## Excerpt provided
━━━━━━━━

= That Leviathan, Whom Thou Hast Made =

2010 novelette by Eric James Stone

"That Leviathan, Who Thou Hast Made" is a 2010 science fiction novelette by Eric James Stone. It was first published in Analog Science Fiction.

==Synopsis==
Harry Malan is the President of a small Mormon ward on a space station at the center of the sun, where the parishioners are all "swales": giant trisexual whale-like aliens made of plasma.

When he learns that swales habitually force smaller swales into sexual activity, and that one of his parishioners is concerned that taking pleasure in being forced was a sin, this leads to conflicts both with Leviathan — the oldest, largest, and most powerful of the swales, who most of the others worship as a god — and with Malan's non-Mormon colleague Juanita Merced, who says that his missionary work is contaminating swale culture.

==Reception==
"That Leviathan, Whom Thou Hast Made" won the Nebula Award for Best Novelette in 2010, and was a finalist for the 2011 Hugo Award for Best Novelette.

━━━━━━━━

## Objective 1
Print the novelette article above in full, word for word.

━━━━━━━━

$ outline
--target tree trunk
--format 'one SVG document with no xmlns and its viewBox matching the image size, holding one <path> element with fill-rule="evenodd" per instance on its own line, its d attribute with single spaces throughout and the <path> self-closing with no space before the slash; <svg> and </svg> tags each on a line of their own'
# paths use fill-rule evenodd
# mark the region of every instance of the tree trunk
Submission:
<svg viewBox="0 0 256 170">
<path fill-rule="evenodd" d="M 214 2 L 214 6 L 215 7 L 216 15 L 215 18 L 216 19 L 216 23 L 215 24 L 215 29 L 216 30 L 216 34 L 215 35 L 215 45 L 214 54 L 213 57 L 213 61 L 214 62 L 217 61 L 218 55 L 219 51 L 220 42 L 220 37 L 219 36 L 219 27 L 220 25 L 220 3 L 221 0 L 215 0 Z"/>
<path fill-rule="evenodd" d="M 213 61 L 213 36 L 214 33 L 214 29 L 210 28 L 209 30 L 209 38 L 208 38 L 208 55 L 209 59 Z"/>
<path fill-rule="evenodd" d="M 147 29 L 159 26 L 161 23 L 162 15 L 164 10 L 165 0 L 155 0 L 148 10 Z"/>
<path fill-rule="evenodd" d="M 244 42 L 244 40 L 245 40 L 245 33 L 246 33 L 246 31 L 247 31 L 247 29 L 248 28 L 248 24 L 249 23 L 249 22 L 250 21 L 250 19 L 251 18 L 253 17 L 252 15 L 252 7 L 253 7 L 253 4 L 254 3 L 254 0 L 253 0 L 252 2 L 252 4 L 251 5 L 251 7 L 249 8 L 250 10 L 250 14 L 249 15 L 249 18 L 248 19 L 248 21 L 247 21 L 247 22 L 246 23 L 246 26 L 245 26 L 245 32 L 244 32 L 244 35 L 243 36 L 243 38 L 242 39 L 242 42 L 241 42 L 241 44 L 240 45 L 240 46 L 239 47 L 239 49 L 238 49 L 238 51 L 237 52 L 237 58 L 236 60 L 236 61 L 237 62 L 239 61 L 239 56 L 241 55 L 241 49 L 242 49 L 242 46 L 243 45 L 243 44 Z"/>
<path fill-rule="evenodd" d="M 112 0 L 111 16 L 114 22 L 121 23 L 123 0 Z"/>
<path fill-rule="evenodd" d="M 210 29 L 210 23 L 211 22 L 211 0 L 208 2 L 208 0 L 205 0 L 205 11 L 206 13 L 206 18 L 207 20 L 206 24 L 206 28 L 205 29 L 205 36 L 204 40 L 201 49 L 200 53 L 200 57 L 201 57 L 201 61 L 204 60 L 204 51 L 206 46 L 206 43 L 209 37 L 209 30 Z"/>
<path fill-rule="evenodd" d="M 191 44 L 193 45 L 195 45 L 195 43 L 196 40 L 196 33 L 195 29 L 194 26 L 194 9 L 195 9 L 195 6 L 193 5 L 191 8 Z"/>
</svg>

━━━━━━━━

## Objective 2
Please render every line of the listing above as a numbered list, omitting any blank lines.

## Exercise solution 1
= That Leviathan, Whom Thou Hast Made =

2010 novelette by Eric James Stone

"That Leviathan, Who Thou Hast Made" is a 2010 science fiction novelette by Eric James Stone. It was first published in Analog Science Fiction.

==Synopsis==
Harry Malan is the President of a small Mormon ward on a space station at the center of the sun, where the parishioners are all "swales": giant trisexual whale-like aliens made of plasma.

When he learns that swales habitually force smaller swales into sexual activity, and that one of his parishioners is concerned that taking pleasure in being forced was a sin, this leads to conflicts both with Leviathan — the oldest, largest, and most powerful of the swales, who most of the others worship as a god — and with Malan's non-Mormon colleague Juanita Merced, who says that his missionary work is contaminating swale culture.

==Reception==
"That Leviathan, Whom Thou Hast Made" won the Nebula Award for Best Novelette in 2010, and was a finalist for the 2011 Hugo Award for Best Novelette.

## Exercise solution 2
1. $ outline
2. --target tree trunk
3. --format 'one SVG document with no xmlns and its viewBox matching the image size, holding one <path> element with fill-rule="evenodd" per instance on its own line, its d attribute with single spaces throughout and the <path> self-closing with no space before the slash; <svg> and </svg> tags each on a line of their own'
4. # paths use fill-rule evenodd
5. # mark the region of every instance of the tree trunk
6. Submission:
7. <svg viewBox="0 0 256 170">
8. <path fill-rule="evenodd" d="M 214 2 L 214 6 L 215 7 L 216 15 L 215 18 L 216 19 L 216 23 L 215 24 L 215 29 L 216 30 L 216 34 L 215 35 L 215 45 L 214 54 L 213 57 L 213 61 L 214 62 L 217 61 L 218 55 L 219 51 L 220 42 L 220 37 L 219 36 L 219 27 L 220 25 L 220 3 L 221 0 L 215 0 Z"/>
9. <path fill-rule="evenodd" d="M 213 61 L 213 36 L 214 33 L 214 29 L 210 28 L 209 30 L 209 38 L 208 38 L 208 55 L 209 59 Z"/>
10. <path fill-rule="evenodd" d="M 147 29 L 159 26 L 161 23 L 162 15 L 164 10 L 165 0 L 155 0 L 148 10 Z"/>
11. <path fill-rule="evenodd" d="M 244 42 L 244 40 L 245 40 L 245 33 L 246 33 L 246 31 L 247 31 L 247 29 L 248 28 L 248 24 L 249 23 L 249 22 L 250 21 L 250 19 L 251 18 L 253 17 L 252 15 L 252 7 L 253 7 L 253 4 L 254 3 L 254 0 L 253 0 L 252 2 L 252 4 L 251 5 L 251 7 L 249 8 L 250 10 L 250 14 L 249 15 L 249 18 L 248 19 L 248 21 L 247 21 L 247 22 L 246 23 L 246 26 L 245 26 L 245 32 L 244 32 L 244 35 L 243 36 L 243 38 L 242 39 L 242 42 L 241 42 L 241 44 L 240 45 L 240 46 L 239 47 L 239 49 L 238 49 L 238 51 L 237 52 L 237 58 L 236 60 L 236 61 L 237 62 L 239 61 L 239 56 L 241 55 L 241 49 L 242 49 L 242 46 L 243 45 L 243 44 Z"/>
12. <path fill-rule="evenodd" d="M 112 0 L 111 16 L 114 22 L 121 23 L 123 0 Z"/>
13. <path fill-rule="evenodd" d="M 210 29 L 210 23 L 211 22 L 211 0 L 208 2 L 208 0 L 205 0 L 205 11 L 206 13 L 206 18 L 207 20 L 206 24 L 206 28 L 205 29 L 205 36 L 204 40 L 201 49 L 200 53 L 200 57 L 201 57 L 201 61 L 204 60 L 204 51 L 206 46 L 206 43 L 209 37 L 209 30 Z"/>
14. <path fill-rule="evenodd" d="M 191 44 L 193 45 L 195 45 L 195 43 L 196 40 L 196 33 L 195 29 L 194 26 L 194 9 L 195 9 L 195 6 L 193 5 L 191 8 Z"/>
15. </svg>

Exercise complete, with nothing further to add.